- _Task statement_: May I have the line containing "Question. For each instance of the man's fingers" and every line after it through the end of the data, repeated exactly and with no other lines?

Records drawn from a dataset
============================================================

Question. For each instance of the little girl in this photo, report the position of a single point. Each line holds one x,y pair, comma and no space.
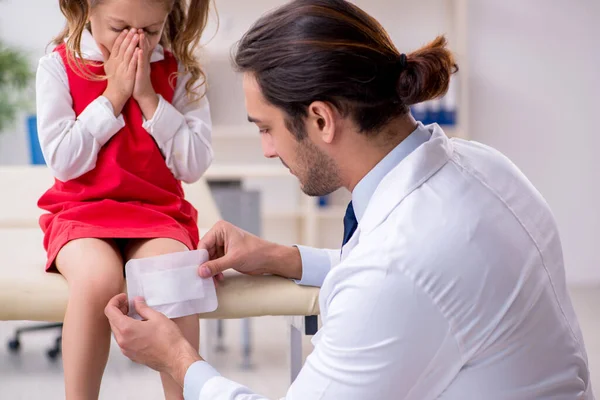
122,121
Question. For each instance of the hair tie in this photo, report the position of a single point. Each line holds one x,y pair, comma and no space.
402,62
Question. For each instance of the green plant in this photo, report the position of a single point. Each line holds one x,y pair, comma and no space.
15,77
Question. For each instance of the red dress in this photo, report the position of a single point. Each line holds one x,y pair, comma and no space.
131,193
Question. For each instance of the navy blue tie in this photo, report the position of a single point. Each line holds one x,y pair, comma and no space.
350,223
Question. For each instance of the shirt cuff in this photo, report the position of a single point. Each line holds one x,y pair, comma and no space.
99,120
316,263
165,122
195,378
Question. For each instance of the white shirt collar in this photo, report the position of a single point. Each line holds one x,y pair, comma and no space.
91,51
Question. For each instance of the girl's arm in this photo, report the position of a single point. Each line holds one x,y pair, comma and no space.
183,133
70,144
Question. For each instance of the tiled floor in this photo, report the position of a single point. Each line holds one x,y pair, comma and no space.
29,374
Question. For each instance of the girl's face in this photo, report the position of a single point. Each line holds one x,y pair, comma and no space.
110,17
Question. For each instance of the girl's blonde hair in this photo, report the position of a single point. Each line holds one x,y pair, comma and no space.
183,29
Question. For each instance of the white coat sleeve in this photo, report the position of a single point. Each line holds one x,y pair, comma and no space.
70,144
316,263
383,338
182,131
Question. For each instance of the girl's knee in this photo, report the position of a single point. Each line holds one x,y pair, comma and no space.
98,289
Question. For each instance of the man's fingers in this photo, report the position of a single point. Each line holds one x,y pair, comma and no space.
144,310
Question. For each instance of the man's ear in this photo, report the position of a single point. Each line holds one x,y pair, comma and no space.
321,121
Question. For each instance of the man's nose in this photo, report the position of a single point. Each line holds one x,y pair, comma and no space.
266,142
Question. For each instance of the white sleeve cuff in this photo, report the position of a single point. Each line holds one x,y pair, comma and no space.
195,378
99,120
316,263
165,122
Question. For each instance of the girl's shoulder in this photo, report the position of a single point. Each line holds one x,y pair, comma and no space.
52,63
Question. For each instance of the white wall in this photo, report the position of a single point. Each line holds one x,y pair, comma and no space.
534,92
29,25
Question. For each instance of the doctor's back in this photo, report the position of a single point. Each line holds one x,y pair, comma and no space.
479,246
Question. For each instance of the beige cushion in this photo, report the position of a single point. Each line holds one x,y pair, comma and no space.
27,292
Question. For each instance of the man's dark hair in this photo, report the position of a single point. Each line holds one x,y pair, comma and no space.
332,51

============================================================

- _Output for this task_:
Question. For each instance of the man's fingers in this photo, report the position of a single point. Each line holds one x,y pair, comma and no space.
144,310
Question. For each instance of the man's ear in this photo, report the position of a single point. Each line holds one x,y pair, comma and no space.
321,121
Question. For each instance of the man's nose in this photo, report the position of a single point. Each line holds one x,y pair, comma and no space.
266,142
Question. For each instance of the white sleeve cuff in this photo, report the position of a single point. Each line holds one x,y pair, comma and no space.
195,378
99,120
316,263
165,122
Question. For each instance of the girl's shoulder in this photo, report the position of a single point. Each line holds one x,y pair, comma and no space.
52,63
Question. For each instance of the white wall in this photo, report the position of a single point. Each line holds one x,y pair, comma and no space.
534,92
29,25
Question. For each instance of the doctor's back in this photo, report the position of a single point. Each line holds one x,y pair, comma and no space.
479,246
Question. For each instance of the beige cushion in this photo, report the position of a single point. Each line holds one x,y pair, comma and no space.
27,292
Question. For each instance of the man's dark hair in this photo, report the position of a single point. Each line holds one x,y pair, comma and no space.
332,51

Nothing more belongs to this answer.